| WHAT THE TASK REQUIRES |
Output a character-exact copy of the data, images removed.

+++++

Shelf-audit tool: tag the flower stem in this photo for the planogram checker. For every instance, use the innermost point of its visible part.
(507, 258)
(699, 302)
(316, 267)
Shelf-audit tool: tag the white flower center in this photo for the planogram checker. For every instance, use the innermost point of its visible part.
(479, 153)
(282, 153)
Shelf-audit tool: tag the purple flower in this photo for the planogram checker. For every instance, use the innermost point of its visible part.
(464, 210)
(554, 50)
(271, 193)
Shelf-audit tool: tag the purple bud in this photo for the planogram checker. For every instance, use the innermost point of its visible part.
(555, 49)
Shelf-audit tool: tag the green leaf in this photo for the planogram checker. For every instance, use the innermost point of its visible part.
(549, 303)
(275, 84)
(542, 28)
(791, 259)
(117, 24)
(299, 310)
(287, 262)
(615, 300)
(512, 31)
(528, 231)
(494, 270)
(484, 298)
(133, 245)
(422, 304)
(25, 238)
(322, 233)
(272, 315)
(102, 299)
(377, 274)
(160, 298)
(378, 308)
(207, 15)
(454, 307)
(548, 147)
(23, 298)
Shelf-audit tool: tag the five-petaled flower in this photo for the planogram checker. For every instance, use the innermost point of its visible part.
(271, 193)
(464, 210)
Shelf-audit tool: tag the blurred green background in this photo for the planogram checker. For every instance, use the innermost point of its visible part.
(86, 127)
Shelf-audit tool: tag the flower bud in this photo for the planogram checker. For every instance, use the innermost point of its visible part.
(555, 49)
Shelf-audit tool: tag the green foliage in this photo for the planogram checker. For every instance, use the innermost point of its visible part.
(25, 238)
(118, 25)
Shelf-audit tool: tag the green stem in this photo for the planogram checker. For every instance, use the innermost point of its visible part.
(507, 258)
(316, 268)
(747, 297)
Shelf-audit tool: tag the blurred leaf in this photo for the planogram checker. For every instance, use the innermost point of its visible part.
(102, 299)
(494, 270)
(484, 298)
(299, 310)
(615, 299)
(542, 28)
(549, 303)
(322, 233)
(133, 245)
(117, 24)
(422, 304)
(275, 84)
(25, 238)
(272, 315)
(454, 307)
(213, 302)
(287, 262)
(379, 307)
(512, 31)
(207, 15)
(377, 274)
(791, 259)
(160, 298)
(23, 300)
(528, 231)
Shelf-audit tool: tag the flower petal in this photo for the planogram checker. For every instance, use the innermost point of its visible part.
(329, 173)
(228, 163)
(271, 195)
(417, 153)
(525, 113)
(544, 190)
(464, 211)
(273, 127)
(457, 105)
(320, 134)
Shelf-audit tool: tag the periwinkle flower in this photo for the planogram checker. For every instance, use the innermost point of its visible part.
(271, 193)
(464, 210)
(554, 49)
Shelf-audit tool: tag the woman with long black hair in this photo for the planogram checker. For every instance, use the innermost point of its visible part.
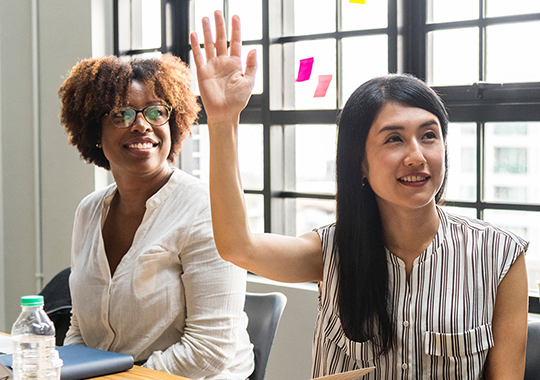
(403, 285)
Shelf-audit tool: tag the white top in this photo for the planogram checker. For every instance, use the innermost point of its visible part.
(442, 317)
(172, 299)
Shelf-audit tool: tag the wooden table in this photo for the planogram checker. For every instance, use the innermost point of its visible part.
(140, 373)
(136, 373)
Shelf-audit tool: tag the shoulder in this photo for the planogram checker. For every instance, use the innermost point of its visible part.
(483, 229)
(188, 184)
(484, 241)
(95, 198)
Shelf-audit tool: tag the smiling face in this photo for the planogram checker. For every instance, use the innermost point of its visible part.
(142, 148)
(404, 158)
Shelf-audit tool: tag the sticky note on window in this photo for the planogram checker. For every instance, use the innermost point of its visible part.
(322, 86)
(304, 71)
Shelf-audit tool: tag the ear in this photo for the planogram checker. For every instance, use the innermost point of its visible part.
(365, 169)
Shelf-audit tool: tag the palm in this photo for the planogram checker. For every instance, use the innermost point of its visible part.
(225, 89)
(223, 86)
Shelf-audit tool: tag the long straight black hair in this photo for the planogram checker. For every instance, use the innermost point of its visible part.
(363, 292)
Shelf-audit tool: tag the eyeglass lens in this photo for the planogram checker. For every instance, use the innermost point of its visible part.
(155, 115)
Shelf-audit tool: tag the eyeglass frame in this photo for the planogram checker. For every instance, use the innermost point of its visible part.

+++++

| SOLUTION TO THIS TASK |
Shelf-audit tool: tag the flower stem in this photo for the planogram checker. For every instance, use the innermost point of its visible part.
(507, 258)
(699, 302)
(316, 267)
Shelf-audit tool: tag the white flower center in this photo for the planogram checker. For every instance, use the innermost point of its visible part.
(479, 153)
(282, 153)
Shelf-audit tool: tag the purple flower in this photo for the planogram checker. For every instance, use the innermost point of its visible part.
(464, 210)
(554, 50)
(271, 193)
Shelf-audit tool: tag the purple bud in this photo for the planogram checker. For every instance, use the innermost point of its visible part.
(555, 49)
Shelf-audit tool: tag the green leaf in this photo for the planogram checker. For every instance, use the innermost point of its visible part.
(549, 303)
(275, 84)
(542, 28)
(791, 259)
(117, 24)
(299, 310)
(287, 262)
(615, 300)
(512, 31)
(528, 231)
(494, 270)
(484, 298)
(133, 245)
(422, 304)
(25, 238)
(322, 233)
(272, 315)
(102, 299)
(377, 274)
(160, 298)
(378, 308)
(207, 15)
(454, 307)
(548, 147)
(23, 298)
Shelf-audit tool: tag the five-petaled flower in this photo for the planogram checker. For every instance, use the innermost point of its visible part.
(271, 193)
(464, 210)
Shelf-audit tool: tag the blurred green background in this photo for the planogram checker. For every instance, use the innermost point of its visible part.
(86, 127)
Shelf-audit tool: tag the flower bud in this photo for the planogram checker. For every instance, use the innermost point of its visible part.
(555, 49)
Shelf-audit tool: tag the green foliage in this photo for the planogram checker. For every instance, use the innermost point of its visible part.
(25, 238)
(118, 25)
Shelf-audit tool: tag the green stem in this photo for the planogram checker. For every instance, use the innermost point of its visible part.
(507, 258)
(316, 268)
(747, 297)
Shelf-audit tool: tag the blurred leaf in this photo for the planogram checker. For every instance, use the innermost point of its visible part.
(102, 299)
(494, 270)
(484, 298)
(299, 310)
(615, 299)
(542, 28)
(549, 303)
(322, 233)
(133, 245)
(117, 24)
(422, 304)
(275, 84)
(25, 238)
(272, 315)
(454, 307)
(213, 302)
(287, 262)
(379, 307)
(512, 31)
(207, 15)
(377, 274)
(791, 259)
(160, 298)
(23, 300)
(528, 231)
Shelf-audit tool: tag the flower petal in this photo for the planogram checker. For every instance, use the innermost point of its visible part.
(329, 173)
(228, 163)
(271, 195)
(417, 153)
(525, 113)
(544, 190)
(464, 211)
(273, 127)
(457, 105)
(320, 134)
Shelf-audit tool: tag the periwinkle flower in this photo for the planogram checker. For every instance, use the innermost point of its visible part.
(271, 193)
(464, 210)
(554, 49)
Shelf-audit tool: tag the woman with long black hair in this photo for the planogram checker. For every instance, use the innermost point of its visible part.
(403, 285)
Shelf-audit tool: tag the white top in this photo for the planogram checker. For every instance, use the innermost point of its visible part.
(442, 317)
(172, 299)
Shelf-audit tool: tag the wooden table in this photo for the planogram checker. For every instance, use the innermost point of its visible part.
(140, 373)
(136, 373)
Shelf-audit tool: tag the shoulder in this photo for the planogram checker. For every instance, use the innermost point of its visible part.
(483, 229)
(188, 184)
(484, 241)
(95, 198)
Shelf-audit tool: tag the smiling face in this photo for the planogram checker. For every instance, use the innermost point of its visible part.
(142, 148)
(404, 158)
Shelf-audit tool: tag the sticky note on window in this photo for the planogram checker. For every instance, use the innermost point of its visible part.
(322, 86)
(304, 71)
Shelf-audit tool: tag the ear in this photo for the planogram checker. For every instance, use the innermost point of its visible part.
(365, 169)
Shelf-audit tool: tag the palm in this photo for the planogram checker. For every instance, use the innermost point of its visible part.
(225, 89)
(223, 86)
Shelf-audit tool: tag the long straight black hair in this photo for the planogram checker. For every instance, use the innermost point of its visible part.
(363, 292)
Shelf-audit tool: tag the eyeglass lens in this photo for the planogram checker. For every instance, use the innermost point of its visible part.
(155, 115)
Shelf-audit tool: tag the eyeglass frame in this photo for the planogram checker. For every instance, use the innermost point of its visible part.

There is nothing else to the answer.